#### TO BE DONE:
Count the lines in the records that contain the word "girl" and give only the number.

#### RECORDED DATA:
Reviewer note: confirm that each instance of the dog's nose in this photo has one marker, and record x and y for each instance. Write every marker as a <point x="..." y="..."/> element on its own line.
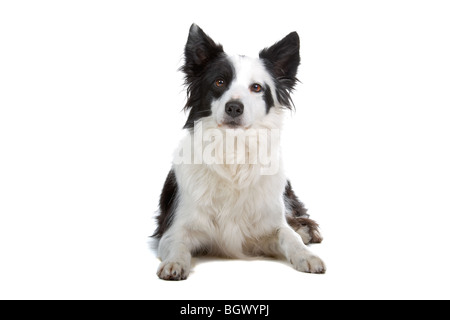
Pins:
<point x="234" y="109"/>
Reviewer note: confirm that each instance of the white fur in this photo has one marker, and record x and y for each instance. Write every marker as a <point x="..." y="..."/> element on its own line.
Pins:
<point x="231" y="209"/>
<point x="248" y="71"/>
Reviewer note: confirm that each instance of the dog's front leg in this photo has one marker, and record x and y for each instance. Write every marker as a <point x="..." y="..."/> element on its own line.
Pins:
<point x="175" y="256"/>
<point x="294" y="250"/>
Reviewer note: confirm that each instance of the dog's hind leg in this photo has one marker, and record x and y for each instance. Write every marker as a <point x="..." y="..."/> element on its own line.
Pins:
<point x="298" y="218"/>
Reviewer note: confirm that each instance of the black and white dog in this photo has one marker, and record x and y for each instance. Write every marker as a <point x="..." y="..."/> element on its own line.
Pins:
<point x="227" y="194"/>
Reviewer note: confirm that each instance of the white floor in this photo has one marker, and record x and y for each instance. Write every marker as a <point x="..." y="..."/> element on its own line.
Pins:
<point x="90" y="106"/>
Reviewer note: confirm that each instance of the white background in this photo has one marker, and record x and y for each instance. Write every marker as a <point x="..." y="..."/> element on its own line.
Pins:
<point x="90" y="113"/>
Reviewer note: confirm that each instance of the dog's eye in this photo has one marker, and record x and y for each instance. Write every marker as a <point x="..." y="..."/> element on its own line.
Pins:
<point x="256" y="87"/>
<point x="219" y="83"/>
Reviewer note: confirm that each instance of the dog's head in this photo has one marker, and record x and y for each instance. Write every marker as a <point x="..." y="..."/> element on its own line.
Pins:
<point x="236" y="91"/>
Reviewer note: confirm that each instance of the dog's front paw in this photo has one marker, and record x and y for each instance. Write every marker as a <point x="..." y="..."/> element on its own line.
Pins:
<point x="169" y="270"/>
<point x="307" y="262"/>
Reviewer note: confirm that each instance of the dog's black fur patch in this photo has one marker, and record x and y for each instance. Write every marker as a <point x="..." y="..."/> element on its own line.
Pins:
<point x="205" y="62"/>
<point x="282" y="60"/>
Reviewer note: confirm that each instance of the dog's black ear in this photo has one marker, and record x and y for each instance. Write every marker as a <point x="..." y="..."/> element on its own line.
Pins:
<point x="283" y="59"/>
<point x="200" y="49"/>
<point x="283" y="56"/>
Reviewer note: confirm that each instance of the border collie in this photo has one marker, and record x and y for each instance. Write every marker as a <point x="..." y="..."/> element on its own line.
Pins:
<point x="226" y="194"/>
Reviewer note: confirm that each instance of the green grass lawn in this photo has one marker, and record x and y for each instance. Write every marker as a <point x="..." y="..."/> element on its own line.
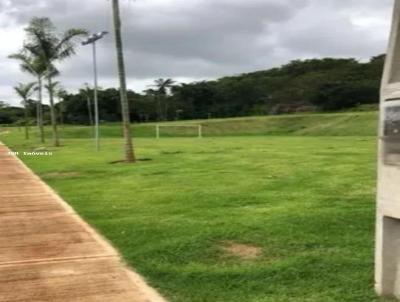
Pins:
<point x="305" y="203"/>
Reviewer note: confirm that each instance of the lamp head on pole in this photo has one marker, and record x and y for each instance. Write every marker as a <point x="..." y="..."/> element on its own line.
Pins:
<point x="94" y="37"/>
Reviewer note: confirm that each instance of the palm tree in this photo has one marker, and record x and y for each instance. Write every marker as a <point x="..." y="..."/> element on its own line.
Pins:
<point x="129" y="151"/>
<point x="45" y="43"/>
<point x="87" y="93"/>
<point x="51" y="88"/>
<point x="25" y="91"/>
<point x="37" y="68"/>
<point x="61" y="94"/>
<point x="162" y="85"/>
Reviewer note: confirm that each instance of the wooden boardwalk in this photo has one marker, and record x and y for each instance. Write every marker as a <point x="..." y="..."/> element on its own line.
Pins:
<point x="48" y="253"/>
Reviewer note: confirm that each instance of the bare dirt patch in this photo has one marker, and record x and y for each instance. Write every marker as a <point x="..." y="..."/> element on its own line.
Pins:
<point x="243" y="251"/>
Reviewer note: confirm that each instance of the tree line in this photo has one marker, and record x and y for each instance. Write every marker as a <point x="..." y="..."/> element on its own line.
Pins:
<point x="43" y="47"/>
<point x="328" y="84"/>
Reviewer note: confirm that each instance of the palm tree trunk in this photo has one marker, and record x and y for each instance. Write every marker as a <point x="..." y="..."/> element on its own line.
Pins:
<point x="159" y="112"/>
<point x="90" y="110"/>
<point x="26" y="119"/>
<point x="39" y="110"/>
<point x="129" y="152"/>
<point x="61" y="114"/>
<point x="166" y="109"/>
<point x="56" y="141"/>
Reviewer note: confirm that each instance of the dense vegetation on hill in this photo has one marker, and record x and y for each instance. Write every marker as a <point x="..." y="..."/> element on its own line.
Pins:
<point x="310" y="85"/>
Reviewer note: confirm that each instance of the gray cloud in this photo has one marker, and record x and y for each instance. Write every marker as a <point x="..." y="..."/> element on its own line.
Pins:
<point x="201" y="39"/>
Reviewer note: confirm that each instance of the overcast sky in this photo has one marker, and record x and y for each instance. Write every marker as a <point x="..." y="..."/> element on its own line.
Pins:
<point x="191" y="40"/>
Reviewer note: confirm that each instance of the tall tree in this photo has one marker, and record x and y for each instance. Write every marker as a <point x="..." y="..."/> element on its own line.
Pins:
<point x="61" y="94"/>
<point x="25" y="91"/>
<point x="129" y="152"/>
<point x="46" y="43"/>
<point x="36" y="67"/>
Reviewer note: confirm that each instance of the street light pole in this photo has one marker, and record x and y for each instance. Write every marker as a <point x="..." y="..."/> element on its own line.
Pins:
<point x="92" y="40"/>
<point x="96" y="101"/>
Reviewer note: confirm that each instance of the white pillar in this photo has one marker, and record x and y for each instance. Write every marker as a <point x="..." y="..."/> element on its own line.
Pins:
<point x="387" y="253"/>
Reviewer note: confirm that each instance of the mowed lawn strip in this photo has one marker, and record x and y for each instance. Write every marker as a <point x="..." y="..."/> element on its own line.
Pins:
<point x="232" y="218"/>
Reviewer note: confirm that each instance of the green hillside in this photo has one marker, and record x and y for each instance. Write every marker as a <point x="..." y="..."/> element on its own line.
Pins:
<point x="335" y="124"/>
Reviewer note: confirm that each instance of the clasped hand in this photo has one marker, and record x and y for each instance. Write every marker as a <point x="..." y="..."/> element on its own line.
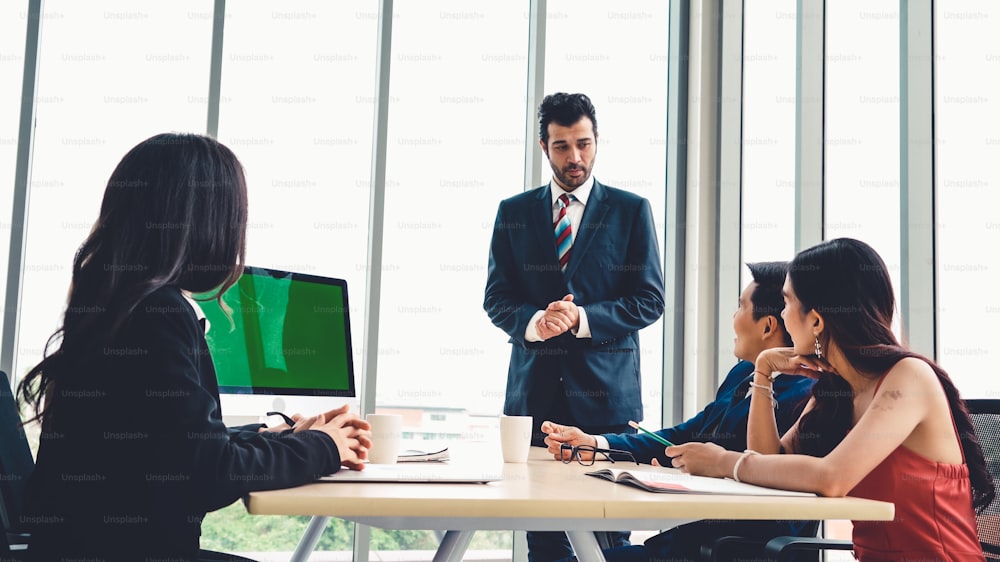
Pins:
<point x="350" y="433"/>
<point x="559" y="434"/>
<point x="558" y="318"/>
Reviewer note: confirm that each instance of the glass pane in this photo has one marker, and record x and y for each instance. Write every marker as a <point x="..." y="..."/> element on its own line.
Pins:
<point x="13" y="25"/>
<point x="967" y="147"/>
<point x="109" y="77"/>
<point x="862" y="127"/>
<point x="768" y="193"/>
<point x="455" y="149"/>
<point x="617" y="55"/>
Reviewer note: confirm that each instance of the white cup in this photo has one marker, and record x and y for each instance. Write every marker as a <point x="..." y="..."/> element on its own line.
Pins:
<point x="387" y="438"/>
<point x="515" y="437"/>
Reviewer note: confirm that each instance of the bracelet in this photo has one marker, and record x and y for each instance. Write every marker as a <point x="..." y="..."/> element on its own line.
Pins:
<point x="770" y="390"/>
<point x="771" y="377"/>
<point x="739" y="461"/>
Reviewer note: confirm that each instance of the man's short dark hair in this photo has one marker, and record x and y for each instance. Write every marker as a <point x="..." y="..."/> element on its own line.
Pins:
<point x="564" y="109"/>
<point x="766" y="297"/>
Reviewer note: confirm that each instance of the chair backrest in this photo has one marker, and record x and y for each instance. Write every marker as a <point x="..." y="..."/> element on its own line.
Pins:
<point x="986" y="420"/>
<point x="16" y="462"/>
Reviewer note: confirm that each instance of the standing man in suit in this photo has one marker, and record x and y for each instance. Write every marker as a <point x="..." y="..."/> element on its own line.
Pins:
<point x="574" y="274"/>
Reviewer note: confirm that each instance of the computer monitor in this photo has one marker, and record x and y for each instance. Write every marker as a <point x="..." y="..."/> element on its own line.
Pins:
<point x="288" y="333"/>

* * *

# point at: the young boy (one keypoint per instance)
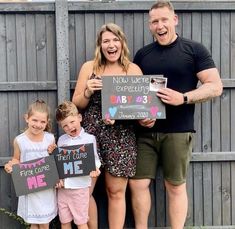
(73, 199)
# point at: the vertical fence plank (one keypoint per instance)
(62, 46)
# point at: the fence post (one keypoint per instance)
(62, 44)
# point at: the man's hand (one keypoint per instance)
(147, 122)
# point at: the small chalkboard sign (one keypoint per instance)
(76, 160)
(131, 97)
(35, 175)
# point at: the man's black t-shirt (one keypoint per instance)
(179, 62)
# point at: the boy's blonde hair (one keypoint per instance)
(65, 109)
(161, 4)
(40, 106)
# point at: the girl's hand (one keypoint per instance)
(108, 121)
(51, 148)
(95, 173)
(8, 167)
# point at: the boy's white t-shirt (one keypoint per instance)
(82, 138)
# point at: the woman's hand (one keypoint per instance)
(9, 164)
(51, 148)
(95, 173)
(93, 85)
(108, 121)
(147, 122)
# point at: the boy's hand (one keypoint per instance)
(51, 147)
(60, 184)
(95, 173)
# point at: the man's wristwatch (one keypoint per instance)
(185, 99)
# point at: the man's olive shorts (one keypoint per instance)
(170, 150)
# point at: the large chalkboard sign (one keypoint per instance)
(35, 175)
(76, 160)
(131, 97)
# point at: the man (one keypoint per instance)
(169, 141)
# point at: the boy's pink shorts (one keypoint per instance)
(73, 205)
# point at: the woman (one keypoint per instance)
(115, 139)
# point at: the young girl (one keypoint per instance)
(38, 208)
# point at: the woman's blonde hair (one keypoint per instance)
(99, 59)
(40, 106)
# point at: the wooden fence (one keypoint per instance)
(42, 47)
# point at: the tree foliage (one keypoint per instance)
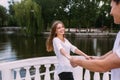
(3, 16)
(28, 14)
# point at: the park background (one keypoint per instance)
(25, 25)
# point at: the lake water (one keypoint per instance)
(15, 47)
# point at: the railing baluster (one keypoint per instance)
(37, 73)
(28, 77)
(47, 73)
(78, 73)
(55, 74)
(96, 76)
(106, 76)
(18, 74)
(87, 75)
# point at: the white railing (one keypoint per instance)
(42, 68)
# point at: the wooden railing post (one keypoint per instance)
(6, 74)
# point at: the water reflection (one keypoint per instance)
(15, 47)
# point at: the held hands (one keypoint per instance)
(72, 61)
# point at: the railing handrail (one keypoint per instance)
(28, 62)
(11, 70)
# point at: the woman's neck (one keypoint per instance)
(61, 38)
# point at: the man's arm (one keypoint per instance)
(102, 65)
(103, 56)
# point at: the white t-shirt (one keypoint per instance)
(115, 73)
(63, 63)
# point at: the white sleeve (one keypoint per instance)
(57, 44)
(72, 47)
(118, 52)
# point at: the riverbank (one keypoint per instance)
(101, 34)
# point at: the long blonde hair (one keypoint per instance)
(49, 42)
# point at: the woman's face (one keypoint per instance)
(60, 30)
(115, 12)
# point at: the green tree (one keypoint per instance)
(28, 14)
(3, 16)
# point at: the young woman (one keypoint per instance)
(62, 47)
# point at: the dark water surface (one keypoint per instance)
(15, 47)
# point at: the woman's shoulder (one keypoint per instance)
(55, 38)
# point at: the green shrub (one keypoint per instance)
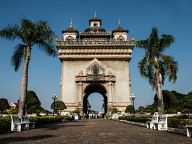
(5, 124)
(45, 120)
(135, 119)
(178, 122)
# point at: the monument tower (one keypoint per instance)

#### WRITTEN ANSWER:
2